**Data for this task:**
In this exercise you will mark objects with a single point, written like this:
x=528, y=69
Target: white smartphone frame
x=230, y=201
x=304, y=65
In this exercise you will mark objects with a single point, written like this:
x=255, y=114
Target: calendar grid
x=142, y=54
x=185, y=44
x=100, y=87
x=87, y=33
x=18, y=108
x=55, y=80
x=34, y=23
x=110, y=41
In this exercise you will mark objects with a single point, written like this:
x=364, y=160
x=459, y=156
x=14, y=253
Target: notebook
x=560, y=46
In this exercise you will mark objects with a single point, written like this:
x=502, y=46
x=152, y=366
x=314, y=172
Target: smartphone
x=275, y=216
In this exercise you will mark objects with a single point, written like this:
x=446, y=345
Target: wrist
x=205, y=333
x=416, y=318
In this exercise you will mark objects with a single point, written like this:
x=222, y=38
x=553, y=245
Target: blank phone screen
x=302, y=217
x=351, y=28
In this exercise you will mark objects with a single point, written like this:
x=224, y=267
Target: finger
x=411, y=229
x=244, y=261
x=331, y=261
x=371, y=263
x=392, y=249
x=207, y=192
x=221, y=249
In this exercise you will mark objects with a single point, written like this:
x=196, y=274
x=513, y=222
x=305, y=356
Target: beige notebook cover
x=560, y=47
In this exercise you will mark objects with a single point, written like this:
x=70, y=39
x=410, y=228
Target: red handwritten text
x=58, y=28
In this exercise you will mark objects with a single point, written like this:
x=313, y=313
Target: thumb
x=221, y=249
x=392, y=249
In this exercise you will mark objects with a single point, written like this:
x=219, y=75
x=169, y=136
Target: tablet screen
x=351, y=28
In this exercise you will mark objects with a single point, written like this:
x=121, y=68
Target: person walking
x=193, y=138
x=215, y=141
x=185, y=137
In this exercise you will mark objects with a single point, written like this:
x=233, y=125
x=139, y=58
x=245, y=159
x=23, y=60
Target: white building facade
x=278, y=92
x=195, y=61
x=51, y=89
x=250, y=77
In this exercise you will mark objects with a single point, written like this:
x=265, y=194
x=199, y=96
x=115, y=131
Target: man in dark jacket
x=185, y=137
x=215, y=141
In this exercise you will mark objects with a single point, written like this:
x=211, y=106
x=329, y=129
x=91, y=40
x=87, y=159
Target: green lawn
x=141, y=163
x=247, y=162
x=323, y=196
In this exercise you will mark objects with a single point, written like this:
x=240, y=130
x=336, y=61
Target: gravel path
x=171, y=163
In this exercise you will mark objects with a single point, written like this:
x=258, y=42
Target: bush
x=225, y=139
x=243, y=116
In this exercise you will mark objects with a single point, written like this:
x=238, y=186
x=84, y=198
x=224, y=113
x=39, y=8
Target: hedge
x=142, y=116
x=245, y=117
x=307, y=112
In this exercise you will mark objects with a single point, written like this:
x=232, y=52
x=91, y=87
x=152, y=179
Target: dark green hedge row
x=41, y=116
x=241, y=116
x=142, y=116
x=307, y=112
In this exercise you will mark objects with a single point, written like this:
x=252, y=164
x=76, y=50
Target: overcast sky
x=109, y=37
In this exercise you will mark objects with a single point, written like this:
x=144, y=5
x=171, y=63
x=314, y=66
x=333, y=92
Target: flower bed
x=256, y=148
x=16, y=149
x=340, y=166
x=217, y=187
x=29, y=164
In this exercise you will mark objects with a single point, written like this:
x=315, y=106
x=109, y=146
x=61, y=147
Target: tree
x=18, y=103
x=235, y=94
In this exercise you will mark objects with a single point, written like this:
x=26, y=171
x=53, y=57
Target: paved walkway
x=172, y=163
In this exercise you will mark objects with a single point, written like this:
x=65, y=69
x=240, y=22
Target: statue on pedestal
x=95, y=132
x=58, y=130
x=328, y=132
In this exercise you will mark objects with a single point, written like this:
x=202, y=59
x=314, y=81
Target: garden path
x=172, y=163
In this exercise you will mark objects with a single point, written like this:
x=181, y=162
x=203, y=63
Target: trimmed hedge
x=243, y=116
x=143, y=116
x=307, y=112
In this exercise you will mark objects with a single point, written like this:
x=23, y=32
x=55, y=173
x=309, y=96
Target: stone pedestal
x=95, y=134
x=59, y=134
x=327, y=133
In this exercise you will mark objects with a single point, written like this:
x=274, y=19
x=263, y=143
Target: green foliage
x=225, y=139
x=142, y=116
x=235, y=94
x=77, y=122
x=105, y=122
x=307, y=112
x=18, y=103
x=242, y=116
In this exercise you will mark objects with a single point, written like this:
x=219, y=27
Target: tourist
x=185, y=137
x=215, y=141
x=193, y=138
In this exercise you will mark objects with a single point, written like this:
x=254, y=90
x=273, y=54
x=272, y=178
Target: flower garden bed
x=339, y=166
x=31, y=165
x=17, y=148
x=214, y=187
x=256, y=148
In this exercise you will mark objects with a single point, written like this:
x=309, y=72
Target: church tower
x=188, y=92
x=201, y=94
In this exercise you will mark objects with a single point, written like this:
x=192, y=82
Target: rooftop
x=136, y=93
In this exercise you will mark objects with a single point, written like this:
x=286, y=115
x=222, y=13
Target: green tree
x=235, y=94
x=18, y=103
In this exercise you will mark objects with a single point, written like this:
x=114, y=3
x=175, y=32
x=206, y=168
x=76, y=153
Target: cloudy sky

**Work to complete:** Every record, from the first to the last, should be transcribed exactly.

**Problem solution:**
In this exercise you will mark objects with a single point, written like this:
x=528, y=69
Target: white smartphone frame
x=230, y=201
x=304, y=65
In this exercise you will mark objects with a single point, written like this:
x=255, y=114
Target: calendar grid
x=142, y=54
x=185, y=44
x=100, y=87
x=87, y=33
x=18, y=108
x=55, y=80
x=34, y=23
x=110, y=41
In this exercise you will mark objects with a single point, written like this:
x=364, y=160
x=459, y=156
x=14, y=253
Target: notebook
x=560, y=46
In this exercise you will mark objects with a single point, written like this:
x=502, y=46
x=152, y=366
x=314, y=172
Target: smartphone
x=275, y=216
In this exercise you will mark objects with a single point, written like this:
x=446, y=345
Target: wrist
x=205, y=333
x=416, y=318
In this exercise you will mark objects with a single point, written like this:
x=222, y=38
x=553, y=245
Target: blank phone screen
x=302, y=217
x=351, y=28
In this exercise you will mark objects with a single point, written like this:
x=224, y=267
Target: finger
x=411, y=229
x=244, y=261
x=331, y=261
x=371, y=263
x=392, y=249
x=207, y=192
x=221, y=249
In this exercise you will mark objects with a single point, written like this:
x=196, y=274
x=513, y=222
x=305, y=356
Target: beige notebook cover
x=560, y=47
In this exercise you will mark objects with a single point, written like this:
x=70, y=39
x=410, y=228
Target: red handwritten text
x=58, y=28
In this exercise you will mark objects with a single point, written like this:
x=313, y=313
Target: thumb
x=221, y=249
x=392, y=249
In this exercise you will mark objects with a single point, written like this:
x=219, y=75
x=169, y=136
Target: tablet screen
x=351, y=28
In this exercise you will mark objects with a single point, written like this:
x=121, y=68
Target: person walking
x=193, y=138
x=215, y=141
x=185, y=137
In this exercise you will mark objects with a single point, written like this:
x=233, y=125
x=139, y=58
x=245, y=159
x=23, y=60
Target: white building facade
x=278, y=92
x=195, y=61
x=51, y=89
x=250, y=77
In this exercise you will mark objects with a single point, written like this:
x=265, y=194
x=199, y=96
x=115, y=131
Target: man in dark jacket
x=185, y=137
x=215, y=141
In this exercise you will mark objects with a single point, written like this:
x=211, y=106
x=329, y=129
x=91, y=40
x=87, y=159
Target: green lawn
x=141, y=163
x=247, y=162
x=323, y=196
In this exercise you will mark objects with a single point, written like this:
x=240, y=130
x=336, y=61
Target: gravel path
x=171, y=163
In this exercise you will mark objects with a single point, written like this:
x=258, y=42
Target: bush
x=225, y=139
x=243, y=116
In this exercise you will mark objects with a single point, written like this:
x=238, y=186
x=84, y=198
x=224, y=113
x=39, y=8
Target: hedge
x=142, y=116
x=245, y=117
x=307, y=112
In this exercise you will mark objects with a single point, written like this:
x=232, y=52
x=91, y=87
x=152, y=179
Target: dark green hedge row
x=41, y=116
x=241, y=116
x=142, y=116
x=307, y=112
In this exercise you will mark objects with a single point, written like this:
x=252, y=164
x=76, y=50
Target: overcast sky
x=109, y=37
In this exercise you will mark objects with a single point, written like this:
x=144, y=5
x=171, y=63
x=314, y=66
x=333, y=92
Target: flower bed
x=256, y=148
x=16, y=149
x=340, y=166
x=217, y=187
x=29, y=164
In this exercise you will mark objects with a single point, written like this:
x=315, y=106
x=109, y=146
x=61, y=147
Target: tree
x=18, y=103
x=235, y=94
In this exercise you will mark objects with a single point, written like this:
x=26, y=171
x=53, y=57
Target: paved walkway
x=172, y=163
In this exercise you will mark objects with a single point, written like this:
x=65, y=69
x=240, y=22
Target: statue on pedestal
x=95, y=132
x=58, y=130
x=328, y=132
In this exercise you will mark objects with a single point, written like this:
x=202, y=59
x=314, y=81
Target: garden path
x=172, y=163
In this exercise you will mark objects with a single point, written like this:
x=181, y=162
x=203, y=63
Target: trimmed hedge
x=243, y=116
x=143, y=116
x=307, y=112
In this exercise you will mark objects with a single point, written like this:
x=23, y=32
x=55, y=173
x=309, y=96
Target: stone pedestal
x=95, y=134
x=59, y=134
x=327, y=133
In this exercise you will mark objects with a single point, written like this:
x=274, y=19
x=263, y=143
Target: green foliage
x=225, y=139
x=142, y=116
x=235, y=94
x=77, y=122
x=105, y=122
x=307, y=112
x=18, y=103
x=242, y=116
In this exercise you will mark objects with a single point, written like this:
x=219, y=27
Target: tourist
x=185, y=137
x=215, y=141
x=193, y=138
In this exercise you will mark objects with a single point, written like this:
x=254, y=90
x=273, y=54
x=272, y=178
Target: flower garden bed
x=339, y=166
x=31, y=165
x=17, y=148
x=214, y=187
x=256, y=148
In this exercise you will mark objects with a single point, written like this:
x=309, y=72
Target: church tower
x=188, y=92
x=201, y=94
In this exercise you will mark objects with a single point, written like this:
x=192, y=82
Target: rooftop
x=136, y=93
In this exercise you will mark objects with a single point, written like this:
x=286, y=115
x=222, y=13
Target: green tree
x=235, y=94
x=18, y=103
In this exercise you will mark objects with a single point, written like this:
x=114, y=3
x=175, y=32
x=206, y=168
x=76, y=153
Target: cloudy sky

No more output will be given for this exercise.